*** Text passage ***

Clinical Thermography, otherwise known as Digital Infrared Imaging (DII), is based on a careful analysis of skin and tissue temperatures. It is a diagnostic procedure that allows practitioners to see where there is abnormal chemical and blood vessel activity in body tissue.
Digital infrared imaging scans show function, physiology and metabolism of tissues in the body. With each scan, an image is formed which is evaluated for signs of possible disease or injury. Research has established normal values for the distribution of heat in each region of the body. Variations from these normal values are measured and correlated with suspected injuries or diseases in the same way a blood or urine laboratory study is interpreted.
The use of Thermographic Imaging is based on the principle that metabolic activity and vascular circulation in inflamed or irregular tissue is different than that of normal tissue. Thermography uses ultra-sensitive medical infrared camera and sophisticated computers to detect, analyze, and produce high-resolution images of temperature variations in these tissues. Because of the extreme sensitivity of Thermography, these temperature variations may be among the earliest signs of tissue irregularity.

*** End of Text passage ***
*** Extracted entries ***

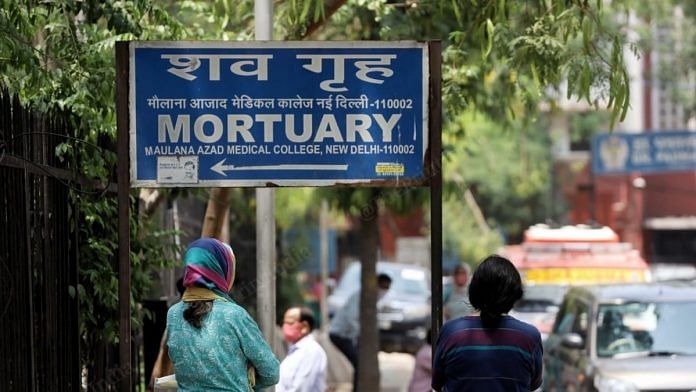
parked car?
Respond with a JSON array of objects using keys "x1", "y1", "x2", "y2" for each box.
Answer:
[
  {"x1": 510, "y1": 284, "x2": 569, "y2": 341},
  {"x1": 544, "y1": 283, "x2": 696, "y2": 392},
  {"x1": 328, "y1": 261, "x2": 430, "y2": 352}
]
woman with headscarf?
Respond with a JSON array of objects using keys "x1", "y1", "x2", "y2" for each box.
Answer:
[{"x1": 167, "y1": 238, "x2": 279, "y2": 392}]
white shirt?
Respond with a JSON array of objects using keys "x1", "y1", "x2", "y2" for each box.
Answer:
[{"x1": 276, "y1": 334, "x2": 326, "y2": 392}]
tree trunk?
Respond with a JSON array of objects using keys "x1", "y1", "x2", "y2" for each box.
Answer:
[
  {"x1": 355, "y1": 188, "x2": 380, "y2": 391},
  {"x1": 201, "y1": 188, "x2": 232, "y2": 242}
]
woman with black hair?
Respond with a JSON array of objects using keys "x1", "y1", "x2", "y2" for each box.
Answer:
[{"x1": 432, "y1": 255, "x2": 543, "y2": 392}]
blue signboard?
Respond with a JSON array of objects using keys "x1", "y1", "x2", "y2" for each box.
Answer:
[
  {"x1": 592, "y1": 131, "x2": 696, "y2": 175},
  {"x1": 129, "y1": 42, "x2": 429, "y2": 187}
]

*** End of Extracted entries ***

• Using the information:
A. Set down the thermography text word for word, between "Clinical Thermography, otherwise" and "in body tissue.", inclusive.
B. Answer these questions from the thermography text:
(i) What is the other name for Clinical Thermography?
(ii) According to research, normal values have been established for what?
(iii) What equipment does Thermography use to detect temperature variations?

• Written answers:
A.
Clinical Thermography, otherwise known as Digital Infrared Imaging (DII), is based on a careful analysis of skin and tissue temperatures. It is a diagnostic procedure that allows practitioners to see where there is abnormal chemical and blood vessel activity in body tissue.

B.
(i) Digital Infrared Imaging (DII)
(ii) The distribution of heat in each region of the body
(iii) An ultra-sensitive medical infrared camera and sophisticated computers